• _TEXT BLOCK_
— BEGIN —

Versed in country things

Nature’s first green is gold, her hardest hue to hold.
Her early leaf’s a flower, but only so an hour. –Robert Frost, Nothing Gold Can Stay

I’ve always been an avid reader of fiction and drama but have struggled a bit with poetry. Seems counterintuitive for a photographer, right? There’s an obvious affinity between photographs and poems. And in a way I do “get” poems–but I really have to work hard to go beyond a quick, intuitive grasp of their meaning, every single time. I need a teacher who can be my guide. In high school and in college, I had classes that unlocked poetry for me in the moment (the way I had one semester of drawing during which I actually could draw!) and that have stayed with me over the years. This winter and spring, I’ve been carrying one of those classes with me on my photo walks. Modern American Poetry, which I took one spring at Middlebury, was one of those illuminating courses that stretched my brain until it hurt and opened me up to new ways of thinking. It was also the only class I ever took that required me to memorize lines of poetry: on our final exam, we had to be able to quote from the poems we’d studied and to show that we had learned the words by heart. After complaining at an epic level, I memorized poems, some of which have never left me.

— END —

• _STORED ROWS_

— BEGIN —

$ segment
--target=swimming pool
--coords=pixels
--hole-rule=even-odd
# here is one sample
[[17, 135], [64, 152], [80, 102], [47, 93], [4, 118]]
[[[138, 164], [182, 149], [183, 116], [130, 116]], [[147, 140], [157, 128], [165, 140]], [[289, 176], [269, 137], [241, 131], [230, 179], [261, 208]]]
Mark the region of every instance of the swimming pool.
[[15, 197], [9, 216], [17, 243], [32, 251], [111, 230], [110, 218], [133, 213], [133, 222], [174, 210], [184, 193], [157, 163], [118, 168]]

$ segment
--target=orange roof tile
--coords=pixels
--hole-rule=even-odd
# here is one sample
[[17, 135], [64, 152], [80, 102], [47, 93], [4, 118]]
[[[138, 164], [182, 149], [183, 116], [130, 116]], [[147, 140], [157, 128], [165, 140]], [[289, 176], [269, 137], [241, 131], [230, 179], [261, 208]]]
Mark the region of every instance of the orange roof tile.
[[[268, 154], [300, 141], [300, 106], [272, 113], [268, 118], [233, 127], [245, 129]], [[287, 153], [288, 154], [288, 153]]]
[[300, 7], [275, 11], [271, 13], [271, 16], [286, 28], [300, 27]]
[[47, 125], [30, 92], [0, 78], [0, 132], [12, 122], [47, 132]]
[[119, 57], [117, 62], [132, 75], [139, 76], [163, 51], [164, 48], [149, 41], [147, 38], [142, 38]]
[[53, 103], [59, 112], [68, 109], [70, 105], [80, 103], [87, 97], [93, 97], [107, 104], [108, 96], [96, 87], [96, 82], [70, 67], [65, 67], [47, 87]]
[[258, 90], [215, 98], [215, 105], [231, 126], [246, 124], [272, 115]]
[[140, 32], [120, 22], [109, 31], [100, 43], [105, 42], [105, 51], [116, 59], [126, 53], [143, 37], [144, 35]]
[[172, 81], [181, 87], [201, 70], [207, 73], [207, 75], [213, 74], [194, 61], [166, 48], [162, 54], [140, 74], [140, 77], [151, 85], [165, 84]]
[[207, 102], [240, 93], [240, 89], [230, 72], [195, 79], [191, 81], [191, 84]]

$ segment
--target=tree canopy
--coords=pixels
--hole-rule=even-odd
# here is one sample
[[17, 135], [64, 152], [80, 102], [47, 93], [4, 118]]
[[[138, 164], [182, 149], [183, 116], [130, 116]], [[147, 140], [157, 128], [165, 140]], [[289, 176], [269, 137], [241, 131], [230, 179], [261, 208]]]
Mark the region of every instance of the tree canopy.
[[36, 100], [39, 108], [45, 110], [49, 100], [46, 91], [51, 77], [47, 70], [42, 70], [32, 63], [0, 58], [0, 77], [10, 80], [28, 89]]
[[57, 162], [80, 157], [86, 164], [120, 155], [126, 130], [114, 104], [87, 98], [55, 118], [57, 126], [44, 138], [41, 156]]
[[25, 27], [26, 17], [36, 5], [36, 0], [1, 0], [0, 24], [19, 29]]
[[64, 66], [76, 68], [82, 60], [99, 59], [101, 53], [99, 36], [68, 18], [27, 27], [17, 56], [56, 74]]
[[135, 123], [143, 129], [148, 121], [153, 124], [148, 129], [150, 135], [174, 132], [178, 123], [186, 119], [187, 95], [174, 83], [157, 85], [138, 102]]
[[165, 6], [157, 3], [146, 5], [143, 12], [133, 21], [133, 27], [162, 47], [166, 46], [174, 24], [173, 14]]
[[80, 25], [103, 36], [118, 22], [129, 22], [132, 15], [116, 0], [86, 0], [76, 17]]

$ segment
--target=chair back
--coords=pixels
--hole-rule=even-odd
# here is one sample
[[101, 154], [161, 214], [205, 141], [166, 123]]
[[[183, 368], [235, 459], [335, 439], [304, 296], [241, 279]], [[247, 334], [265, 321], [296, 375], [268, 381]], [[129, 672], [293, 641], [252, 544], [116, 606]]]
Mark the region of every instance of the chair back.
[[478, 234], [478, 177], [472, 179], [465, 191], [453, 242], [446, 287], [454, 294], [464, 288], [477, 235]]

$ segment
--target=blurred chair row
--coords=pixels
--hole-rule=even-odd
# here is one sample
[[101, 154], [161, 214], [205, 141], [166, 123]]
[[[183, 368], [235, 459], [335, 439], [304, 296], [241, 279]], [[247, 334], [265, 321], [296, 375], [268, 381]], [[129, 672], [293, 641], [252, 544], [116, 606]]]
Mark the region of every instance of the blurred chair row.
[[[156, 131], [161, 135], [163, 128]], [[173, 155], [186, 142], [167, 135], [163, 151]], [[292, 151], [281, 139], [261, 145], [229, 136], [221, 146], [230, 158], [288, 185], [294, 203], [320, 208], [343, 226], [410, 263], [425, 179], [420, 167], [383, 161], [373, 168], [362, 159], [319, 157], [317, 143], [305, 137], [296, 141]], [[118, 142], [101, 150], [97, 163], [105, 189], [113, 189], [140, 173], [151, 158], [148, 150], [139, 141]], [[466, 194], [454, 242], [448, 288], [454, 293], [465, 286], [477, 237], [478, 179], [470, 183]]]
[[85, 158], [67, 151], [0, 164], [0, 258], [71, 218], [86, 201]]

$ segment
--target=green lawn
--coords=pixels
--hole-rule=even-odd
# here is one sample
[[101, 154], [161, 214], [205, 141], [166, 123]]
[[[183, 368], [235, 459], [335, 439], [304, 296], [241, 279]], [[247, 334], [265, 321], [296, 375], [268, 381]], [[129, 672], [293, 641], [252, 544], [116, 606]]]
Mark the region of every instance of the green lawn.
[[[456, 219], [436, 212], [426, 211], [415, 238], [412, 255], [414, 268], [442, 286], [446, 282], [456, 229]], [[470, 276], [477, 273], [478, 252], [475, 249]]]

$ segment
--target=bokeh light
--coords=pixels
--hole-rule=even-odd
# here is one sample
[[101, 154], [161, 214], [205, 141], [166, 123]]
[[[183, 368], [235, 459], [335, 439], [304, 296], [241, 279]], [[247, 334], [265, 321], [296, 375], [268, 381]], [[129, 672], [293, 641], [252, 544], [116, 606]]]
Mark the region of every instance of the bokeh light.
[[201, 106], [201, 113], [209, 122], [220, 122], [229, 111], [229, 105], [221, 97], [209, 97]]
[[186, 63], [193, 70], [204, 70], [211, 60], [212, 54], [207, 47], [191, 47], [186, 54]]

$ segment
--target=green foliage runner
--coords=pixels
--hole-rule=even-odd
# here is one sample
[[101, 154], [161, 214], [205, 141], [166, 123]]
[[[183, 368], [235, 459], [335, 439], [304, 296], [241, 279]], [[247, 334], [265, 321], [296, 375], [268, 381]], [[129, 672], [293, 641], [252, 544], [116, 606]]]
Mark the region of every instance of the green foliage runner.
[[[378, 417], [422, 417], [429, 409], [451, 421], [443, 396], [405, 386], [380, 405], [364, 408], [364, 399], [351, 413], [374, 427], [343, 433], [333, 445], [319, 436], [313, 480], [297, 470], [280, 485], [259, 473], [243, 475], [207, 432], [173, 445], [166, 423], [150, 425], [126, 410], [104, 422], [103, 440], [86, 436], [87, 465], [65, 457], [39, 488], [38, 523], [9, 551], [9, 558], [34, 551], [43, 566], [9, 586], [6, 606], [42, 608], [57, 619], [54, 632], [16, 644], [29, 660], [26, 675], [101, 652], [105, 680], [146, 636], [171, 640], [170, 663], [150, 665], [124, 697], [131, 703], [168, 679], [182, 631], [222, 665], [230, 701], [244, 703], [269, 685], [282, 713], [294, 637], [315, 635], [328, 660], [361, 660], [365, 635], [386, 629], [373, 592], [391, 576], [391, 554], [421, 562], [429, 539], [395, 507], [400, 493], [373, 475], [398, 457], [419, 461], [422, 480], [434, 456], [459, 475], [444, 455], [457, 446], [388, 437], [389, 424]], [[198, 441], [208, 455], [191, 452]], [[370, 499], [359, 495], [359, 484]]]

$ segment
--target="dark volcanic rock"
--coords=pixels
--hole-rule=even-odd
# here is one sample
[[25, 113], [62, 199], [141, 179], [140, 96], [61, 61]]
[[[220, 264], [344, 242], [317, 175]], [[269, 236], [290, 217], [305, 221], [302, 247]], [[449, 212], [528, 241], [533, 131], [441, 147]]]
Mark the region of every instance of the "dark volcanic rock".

— END —

• _GIVEN PROBLEM_
Please resume the blog post on poetry and photo walks, continuing directly after its final sentence.

• _WRITTEN RESPONSE_
Earth’s the right place for love; I don’t know where it’s likely to go better. —Robert Frost, Birches

It was the middle of May; Vermont was hot by then, and my friends and I were studying, sprawled in a top-floor lounge where we waited to pick our dorm rooms for the next year. Room draw, with its lottery numbers and air of destiny, was cheerful but nerve-wracking, heightening my sense of urgency as I memorized “Fire and Ice” and “The Anecdote of the Jar.” There’s no drama like college drama. I came away from room draw with a single in my first-choice dorm, and I did just fine on that poetry exam.

Could I “explain” those poems to you now? No–and I wouldn’t want to try. Poems and photographs don’t hold up well under clumsy dissection. It takes a really gifted teacher to show you how to crack open a poem and see its essence, even for a moment–the way a skilled director and ensemble of actors can illuminate a play and bring its intricacies to the surface in the living moment, in real time. But if you’re lucky, and if you had to memorize, the lines you remember will float to the surface when you need them.

Along with a few poems, a phrase from my lit-major days has always stuck with me–I’ve always loved the concept of the “pathetic fallacy.” Especially when life’s unpredictable and the world feels full of drama, we’re tempted to attribute human feelings and intentions to the natural world around us. As a photographer, I know at least some of my own patterns: my images are full of intertwining vines, trees that support each other’s branches, new growth surging out of the dried-up leftovers of winter. This year’s beautiful spring is not the first spring I’ve photographed on Red Hill. February and April both began with double rainbows appearing at the foot of my property; it doesn’t mean my fortunes are changing. But these things are beautiful in and of themselves. That is their meaning.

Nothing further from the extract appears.